(Location annotation dataset excerpts)
• • • •
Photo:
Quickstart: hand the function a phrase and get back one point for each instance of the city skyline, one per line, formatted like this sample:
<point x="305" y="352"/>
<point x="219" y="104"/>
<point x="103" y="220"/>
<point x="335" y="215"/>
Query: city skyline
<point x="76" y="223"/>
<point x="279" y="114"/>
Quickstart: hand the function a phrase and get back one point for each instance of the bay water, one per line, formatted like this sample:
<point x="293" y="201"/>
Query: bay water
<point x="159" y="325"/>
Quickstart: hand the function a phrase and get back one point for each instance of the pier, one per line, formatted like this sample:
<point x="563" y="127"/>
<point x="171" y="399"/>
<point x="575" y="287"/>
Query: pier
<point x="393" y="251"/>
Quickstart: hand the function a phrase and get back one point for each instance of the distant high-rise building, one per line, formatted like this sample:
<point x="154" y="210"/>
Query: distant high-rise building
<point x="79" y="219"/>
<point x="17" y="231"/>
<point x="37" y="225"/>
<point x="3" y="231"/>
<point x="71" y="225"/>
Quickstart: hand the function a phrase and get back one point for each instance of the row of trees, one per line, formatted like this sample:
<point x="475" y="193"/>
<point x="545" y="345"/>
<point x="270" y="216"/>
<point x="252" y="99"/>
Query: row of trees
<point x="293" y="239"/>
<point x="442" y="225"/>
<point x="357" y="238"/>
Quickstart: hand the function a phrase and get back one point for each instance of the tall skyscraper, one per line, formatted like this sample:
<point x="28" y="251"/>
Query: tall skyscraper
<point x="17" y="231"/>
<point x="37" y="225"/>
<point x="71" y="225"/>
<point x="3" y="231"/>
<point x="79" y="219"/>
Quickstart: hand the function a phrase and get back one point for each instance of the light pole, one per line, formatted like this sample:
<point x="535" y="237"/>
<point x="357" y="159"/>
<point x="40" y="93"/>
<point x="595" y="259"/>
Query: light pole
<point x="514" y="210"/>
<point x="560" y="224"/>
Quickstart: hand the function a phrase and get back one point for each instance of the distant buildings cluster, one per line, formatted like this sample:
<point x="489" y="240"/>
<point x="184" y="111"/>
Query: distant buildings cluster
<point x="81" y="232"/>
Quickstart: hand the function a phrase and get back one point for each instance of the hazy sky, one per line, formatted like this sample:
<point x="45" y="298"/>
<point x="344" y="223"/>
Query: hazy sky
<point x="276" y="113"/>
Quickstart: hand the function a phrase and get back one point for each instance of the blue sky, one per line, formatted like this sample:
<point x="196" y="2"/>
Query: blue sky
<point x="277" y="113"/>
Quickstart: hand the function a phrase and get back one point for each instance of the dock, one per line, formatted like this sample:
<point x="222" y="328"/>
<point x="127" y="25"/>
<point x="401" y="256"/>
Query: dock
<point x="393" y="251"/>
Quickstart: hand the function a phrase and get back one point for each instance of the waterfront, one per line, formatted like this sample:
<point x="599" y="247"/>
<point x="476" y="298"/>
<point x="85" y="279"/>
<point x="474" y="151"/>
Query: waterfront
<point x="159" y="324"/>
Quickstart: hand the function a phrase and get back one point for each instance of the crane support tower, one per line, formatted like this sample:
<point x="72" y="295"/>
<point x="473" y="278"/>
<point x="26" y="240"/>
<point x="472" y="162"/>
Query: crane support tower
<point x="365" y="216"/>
• • • •
Every entry should be printed again exactly as written.

Photo:
Quickstart: hand the function a phrase and get back one point for each instance of the city skyline, one per line, formatted like this sample:
<point x="305" y="352"/>
<point x="219" y="104"/>
<point x="103" y="220"/>
<point x="335" y="215"/>
Query: city skyline
<point x="76" y="223"/>
<point x="279" y="114"/>
Quickstart: hand the function a phrase and get back one point for each instance of the bay water, one per line, formatted like this sample:
<point x="293" y="201"/>
Query: bay water
<point x="159" y="325"/>
Quickstart: hand the function a phrase and get back one point for each instance of the pier, one per line, formatted like this sample:
<point x="563" y="127"/>
<point x="171" y="399"/>
<point x="575" y="287"/>
Query: pier
<point x="393" y="251"/>
Quickstart: hand the function a phrase and get back one point for each instance of the distant high-rise building, one per line, formatted like this sample:
<point x="154" y="210"/>
Query: distant high-rise building
<point x="79" y="219"/>
<point x="17" y="231"/>
<point x="37" y="225"/>
<point x="3" y="231"/>
<point x="71" y="225"/>
Quickstart: hand the function a phrase and get back one point for each instance of the row of trees, one per line, formatted like this sample:
<point x="475" y="193"/>
<point x="545" y="345"/>
<point x="270" y="216"/>
<point x="252" y="99"/>
Query: row of trees
<point x="293" y="239"/>
<point x="442" y="225"/>
<point x="357" y="238"/>
Quickstart: hand the function a phrase and get back one point for each instance of the tall skyscraper, one per line, formatted like this sample:
<point x="28" y="251"/>
Query: tall skyscraper
<point x="17" y="231"/>
<point x="37" y="225"/>
<point x="71" y="225"/>
<point x="3" y="231"/>
<point x="79" y="219"/>
Quickstart: hand the function a phrase and get back one point for each instance of the light pole, one per line, formatted like this sample:
<point x="535" y="237"/>
<point x="357" y="159"/>
<point x="40" y="93"/>
<point x="595" y="259"/>
Query: light pole
<point x="514" y="210"/>
<point x="560" y="224"/>
Quickstart: hand the function a phrase and get back one point for each instance of the distant buildings cluster, one per line, formatted like this sample:
<point x="489" y="240"/>
<point x="184" y="111"/>
Query: distant buildings cluster
<point x="81" y="232"/>
Quickstart: hand the function a phrase and get back one point for each instance of the hazy sky, one per line, formatted like this sample:
<point x="45" y="298"/>
<point x="344" y="223"/>
Query: hazy sky
<point x="276" y="113"/>
Quickstart: hand the function a phrase and get back one point for each instance of the blue sky, one per line, formatted like this sample:
<point x="196" y="2"/>
Query: blue sky
<point x="277" y="113"/>
Quickstart: hand the function a phrase and get back one point for each instance of the dock, one per line, formatted like this sample:
<point x="222" y="328"/>
<point x="127" y="25"/>
<point x="401" y="256"/>
Query: dock
<point x="393" y="251"/>
Quickstart: hand the function a phrase and get back one point for each instance of the waterfront, one per line, formatted like this sample:
<point x="599" y="247"/>
<point x="476" y="298"/>
<point x="85" y="279"/>
<point x="474" y="151"/>
Query: waterfront
<point x="159" y="324"/>
Quickstart: hand the function a phrase and get back one point for each instance of the crane support tower, one per line, formatted like this sample:
<point x="72" y="295"/>
<point x="473" y="278"/>
<point x="26" y="240"/>
<point x="472" y="162"/>
Query: crane support tower
<point x="365" y="216"/>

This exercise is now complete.